**Task prompt:** Reproduce only the lines of the entries from the line containing "Labeling batch C. For the image above, tag the orange" through the final line, including both ends and the request lines. Multiply every coordinate in the answers by 1.3, and round each result to a whole number, rounding halves up.

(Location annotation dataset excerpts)
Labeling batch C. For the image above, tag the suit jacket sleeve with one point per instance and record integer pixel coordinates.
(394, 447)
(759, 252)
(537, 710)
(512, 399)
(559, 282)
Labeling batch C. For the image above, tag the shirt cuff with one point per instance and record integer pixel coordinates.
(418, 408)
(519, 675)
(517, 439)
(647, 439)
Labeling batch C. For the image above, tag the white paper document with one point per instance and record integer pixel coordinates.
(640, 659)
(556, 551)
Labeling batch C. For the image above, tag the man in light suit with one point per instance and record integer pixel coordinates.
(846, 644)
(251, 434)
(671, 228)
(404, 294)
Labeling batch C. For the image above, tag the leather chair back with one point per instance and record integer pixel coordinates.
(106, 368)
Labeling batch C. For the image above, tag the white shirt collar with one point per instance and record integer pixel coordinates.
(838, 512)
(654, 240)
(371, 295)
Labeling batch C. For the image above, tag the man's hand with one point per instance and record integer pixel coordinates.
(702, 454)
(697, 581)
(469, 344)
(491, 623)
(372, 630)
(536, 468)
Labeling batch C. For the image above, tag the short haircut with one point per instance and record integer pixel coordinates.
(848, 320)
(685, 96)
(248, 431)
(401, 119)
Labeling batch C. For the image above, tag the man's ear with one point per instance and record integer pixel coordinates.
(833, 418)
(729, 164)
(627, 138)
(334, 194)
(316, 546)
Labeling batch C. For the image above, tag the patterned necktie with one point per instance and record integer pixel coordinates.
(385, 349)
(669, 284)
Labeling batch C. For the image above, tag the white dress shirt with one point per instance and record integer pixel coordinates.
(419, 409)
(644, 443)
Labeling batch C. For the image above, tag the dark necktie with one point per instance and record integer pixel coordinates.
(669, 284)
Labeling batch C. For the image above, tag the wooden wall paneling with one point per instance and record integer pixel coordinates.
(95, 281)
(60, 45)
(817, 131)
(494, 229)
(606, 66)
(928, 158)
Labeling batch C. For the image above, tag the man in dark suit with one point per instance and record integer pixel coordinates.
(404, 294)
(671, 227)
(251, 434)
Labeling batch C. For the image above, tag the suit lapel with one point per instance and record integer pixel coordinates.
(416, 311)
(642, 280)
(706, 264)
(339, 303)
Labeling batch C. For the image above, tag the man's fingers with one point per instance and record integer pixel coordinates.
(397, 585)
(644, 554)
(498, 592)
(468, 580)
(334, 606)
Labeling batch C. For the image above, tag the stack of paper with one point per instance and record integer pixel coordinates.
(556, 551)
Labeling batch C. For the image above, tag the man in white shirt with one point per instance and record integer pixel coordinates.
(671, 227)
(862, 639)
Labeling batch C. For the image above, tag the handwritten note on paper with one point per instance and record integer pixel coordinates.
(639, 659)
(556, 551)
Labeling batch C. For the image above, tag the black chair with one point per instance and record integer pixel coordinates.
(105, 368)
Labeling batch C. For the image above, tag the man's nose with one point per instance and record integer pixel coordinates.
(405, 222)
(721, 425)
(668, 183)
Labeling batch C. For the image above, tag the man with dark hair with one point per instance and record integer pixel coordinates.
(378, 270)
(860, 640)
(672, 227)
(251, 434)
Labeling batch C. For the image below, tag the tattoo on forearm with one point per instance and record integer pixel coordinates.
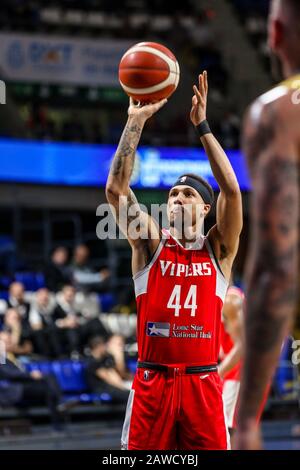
(127, 148)
(272, 274)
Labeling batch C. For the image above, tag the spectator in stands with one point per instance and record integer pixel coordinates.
(102, 374)
(45, 334)
(19, 331)
(68, 319)
(84, 276)
(22, 389)
(7, 255)
(17, 301)
(56, 272)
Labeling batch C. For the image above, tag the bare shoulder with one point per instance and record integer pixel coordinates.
(272, 124)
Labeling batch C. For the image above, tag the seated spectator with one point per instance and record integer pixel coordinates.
(102, 374)
(75, 328)
(84, 276)
(17, 301)
(19, 332)
(45, 334)
(7, 255)
(21, 389)
(56, 272)
(68, 319)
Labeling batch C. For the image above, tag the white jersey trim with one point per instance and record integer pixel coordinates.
(222, 283)
(126, 425)
(140, 279)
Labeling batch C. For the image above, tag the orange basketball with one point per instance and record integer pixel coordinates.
(149, 72)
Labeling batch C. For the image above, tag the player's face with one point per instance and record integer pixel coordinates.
(185, 204)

**Result of the exercise:**
Labeling batch C. For the image above, tag the orange basketball with one point per instance and record integer pixel coordinates.
(194, 94)
Labeling batch C. For the image above, tag the player's face with one point per instance and record integer pixel coordinates.
(241, 265)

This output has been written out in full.